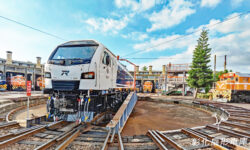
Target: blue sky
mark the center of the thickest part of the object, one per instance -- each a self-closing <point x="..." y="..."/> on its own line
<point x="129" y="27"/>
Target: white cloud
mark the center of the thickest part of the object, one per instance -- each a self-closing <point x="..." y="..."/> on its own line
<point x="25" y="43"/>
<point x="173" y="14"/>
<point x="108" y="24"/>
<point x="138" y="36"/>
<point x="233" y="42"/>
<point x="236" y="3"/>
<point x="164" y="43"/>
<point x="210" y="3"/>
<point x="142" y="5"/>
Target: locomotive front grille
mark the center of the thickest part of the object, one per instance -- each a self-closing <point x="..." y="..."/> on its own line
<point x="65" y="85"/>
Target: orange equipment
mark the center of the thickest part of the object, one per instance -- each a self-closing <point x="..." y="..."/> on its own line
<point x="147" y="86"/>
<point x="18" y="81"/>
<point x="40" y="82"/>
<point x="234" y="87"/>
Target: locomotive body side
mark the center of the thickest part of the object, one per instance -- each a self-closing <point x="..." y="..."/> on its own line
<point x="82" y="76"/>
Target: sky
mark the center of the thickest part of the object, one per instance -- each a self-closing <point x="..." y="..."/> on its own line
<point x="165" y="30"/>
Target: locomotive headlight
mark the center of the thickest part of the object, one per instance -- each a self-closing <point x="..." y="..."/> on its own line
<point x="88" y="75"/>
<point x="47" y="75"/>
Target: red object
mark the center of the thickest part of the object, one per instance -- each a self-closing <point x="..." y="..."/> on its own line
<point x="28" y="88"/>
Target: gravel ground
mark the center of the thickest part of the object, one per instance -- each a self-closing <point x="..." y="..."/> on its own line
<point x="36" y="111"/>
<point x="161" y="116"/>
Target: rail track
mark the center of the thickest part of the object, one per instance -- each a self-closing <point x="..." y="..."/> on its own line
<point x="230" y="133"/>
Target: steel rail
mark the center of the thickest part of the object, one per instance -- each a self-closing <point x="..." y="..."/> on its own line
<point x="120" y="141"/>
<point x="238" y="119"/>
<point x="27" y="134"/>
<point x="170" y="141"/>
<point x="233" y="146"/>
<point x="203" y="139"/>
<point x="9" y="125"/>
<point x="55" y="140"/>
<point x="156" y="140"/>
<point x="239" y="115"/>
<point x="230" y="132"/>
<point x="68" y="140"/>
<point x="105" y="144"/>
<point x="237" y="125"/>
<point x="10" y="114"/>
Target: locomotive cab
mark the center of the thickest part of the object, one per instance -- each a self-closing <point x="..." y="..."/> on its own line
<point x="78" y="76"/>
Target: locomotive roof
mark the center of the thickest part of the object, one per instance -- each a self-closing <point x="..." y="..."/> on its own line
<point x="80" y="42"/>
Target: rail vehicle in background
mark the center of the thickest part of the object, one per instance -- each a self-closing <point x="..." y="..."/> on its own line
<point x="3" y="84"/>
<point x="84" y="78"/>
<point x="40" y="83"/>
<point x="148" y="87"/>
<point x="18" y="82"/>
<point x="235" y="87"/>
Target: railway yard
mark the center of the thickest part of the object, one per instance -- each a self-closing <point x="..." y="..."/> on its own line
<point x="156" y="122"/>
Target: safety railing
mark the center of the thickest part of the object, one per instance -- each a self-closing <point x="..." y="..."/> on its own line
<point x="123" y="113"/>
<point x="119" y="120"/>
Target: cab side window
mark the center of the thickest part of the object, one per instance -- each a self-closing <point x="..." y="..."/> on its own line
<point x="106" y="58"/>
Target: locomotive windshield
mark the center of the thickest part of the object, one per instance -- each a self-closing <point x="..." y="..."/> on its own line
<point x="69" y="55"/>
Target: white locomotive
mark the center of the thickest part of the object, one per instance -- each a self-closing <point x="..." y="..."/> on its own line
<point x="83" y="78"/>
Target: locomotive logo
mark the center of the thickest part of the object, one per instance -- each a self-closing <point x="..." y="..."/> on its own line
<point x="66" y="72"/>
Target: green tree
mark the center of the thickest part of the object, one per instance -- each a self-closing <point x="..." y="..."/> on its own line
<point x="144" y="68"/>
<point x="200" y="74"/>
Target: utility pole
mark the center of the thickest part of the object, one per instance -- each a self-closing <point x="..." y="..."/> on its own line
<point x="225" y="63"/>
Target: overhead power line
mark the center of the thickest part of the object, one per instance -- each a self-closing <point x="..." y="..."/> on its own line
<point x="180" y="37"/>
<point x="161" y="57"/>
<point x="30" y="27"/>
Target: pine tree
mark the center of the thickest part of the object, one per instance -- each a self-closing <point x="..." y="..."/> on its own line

------------------------------------------------------------

Copy out the records above in full, exactly as written, but not the pictures.

Target: blue sky
mark the center of the thickest part of the object, one per instance -- each a self-closing <point x="..." y="..."/> on its own line
<point x="129" y="27"/>
Target: white cloud
mark the center of the thickest part of the object, one per instance -- each a self-closing <point x="..." y="..."/> on its own line
<point x="25" y="43"/>
<point x="173" y="14"/>
<point x="108" y="24"/>
<point x="138" y="36"/>
<point x="233" y="42"/>
<point x="236" y="3"/>
<point x="164" y="43"/>
<point x="210" y="3"/>
<point x="142" y="5"/>
Target: locomotive front grille
mark the center of the thickest part of the object, one per instance -- each a self-closing <point x="..." y="..."/> on its own line
<point x="65" y="85"/>
Target: orange equipment
mark the center of the thickest part of the object, one per instance -- each a self-closing <point x="..." y="..."/> on its own line
<point x="147" y="86"/>
<point x="18" y="81"/>
<point x="40" y="82"/>
<point x="234" y="87"/>
Target: locomotive body side
mark the center of the thickest part of the object, one per instance -- each a self-closing <point x="..." y="..."/> on its own line
<point x="82" y="76"/>
Target: sky
mark the center of the thickest part of the object, one per instance -- each a self-closing <point x="..." y="..."/> on its own line
<point x="165" y="30"/>
Target: locomotive headlight
mark the center of the thickest part of the object, one per instance -- each a self-closing <point x="..." y="..."/> on its own line
<point x="88" y="75"/>
<point x="47" y="75"/>
Target: red object
mark the center of the thickest part of the object, one per instance -- each a self-closing <point x="..." y="..."/> on its own line
<point x="28" y="88"/>
Target: gravel ground
mark the center of the thickest part of the object, one per instance -- each a self-closing <point x="..." y="..."/> on its own line
<point x="36" y="111"/>
<point x="161" y="116"/>
Target: rail track
mark the center of the thickest part of the object, one per instance -- each a self-closing <point x="..." y="..."/> on its own line
<point x="230" y="133"/>
Target: steel rail
mark the center of the thickest part of the object, one per instance -- each a self-closing <point x="..." y="..."/> on its own line
<point x="120" y="141"/>
<point x="238" y="119"/>
<point x="27" y="134"/>
<point x="170" y="141"/>
<point x="233" y="146"/>
<point x="203" y="139"/>
<point x="9" y="125"/>
<point x="55" y="140"/>
<point x="156" y="140"/>
<point x="239" y="115"/>
<point x="230" y="132"/>
<point x="68" y="140"/>
<point x="105" y="144"/>
<point x="237" y="125"/>
<point x="10" y="114"/>
Target: locomotive cab
mark the center of the thickest part of the object, one per instance -- each a self-closing <point x="..." y="..."/> on its own line
<point x="78" y="76"/>
Target: locomotive roof
mark the center of the thickest part of the object, one per instance -- each a self-closing <point x="..." y="..."/> on its own line
<point x="80" y="42"/>
Target: rail vehicle in background
mark the center of the thickest part of the object, one per instance -- each a self-closing <point x="..." y="..."/> on its own line
<point x="3" y="84"/>
<point x="84" y="78"/>
<point x="40" y="83"/>
<point x="148" y="87"/>
<point x="18" y="82"/>
<point x="235" y="87"/>
Target: railway yard
mark the center of the thickest part of the object, one per instance -- each a self-closing <point x="..." y="..."/> on its own line
<point x="156" y="122"/>
Target: safety railing
mark the center of the thickest part of the object, one per instance -- each a self-closing <point x="..." y="..."/> on its own line
<point x="123" y="113"/>
<point x="119" y="120"/>
Target: cab side window
mark the center of the thickest part of the object, one per instance -- each a self-closing <point x="..." y="..."/> on its own line
<point x="106" y="58"/>
Target: locomotive windshield
mark the center of the thickest part of the object, one per instance -- each a self-closing <point x="..." y="..."/> on its own line
<point x="69" y="55"/>
Target: white locomotive
mark the center of the thickest part of the object, one per instance -- each a self-closing <point x="..." y="..."/> on its own line
<point x="83" y="78"/>
Target: locomotive logo
mark the center of the thickest part of the object, one per instance -- each a self-closing <point x="..." y="..."/> on its own line
<point x="66" y="72"/>
Target: green tree
mark the center of the thickest part of the object, one per instance -- each a self-closing <point x="..." y="..."/> on its own line
<point x="144" y="68"/>
<point x="200" y="74"/>
Target: utility pole
mark the center of the thickest part of the object, one per instance -- each a self-closing <point x="..." y="..."/> on its own line
<point x="225" y="63"/>
Target: overhead power line
mark the center of the thickest part of the object, one per instance -- each a self-closing <point x="..." y="..."/> on its own line
<point x="180" y="37"/>
<point x="161" y="57"/>
<point x="30" y="27"/>
Target: pine tree
mark the center of the thickest part of the object, one per instance -- each a self-closing <point x="..." y="..."/> on its own line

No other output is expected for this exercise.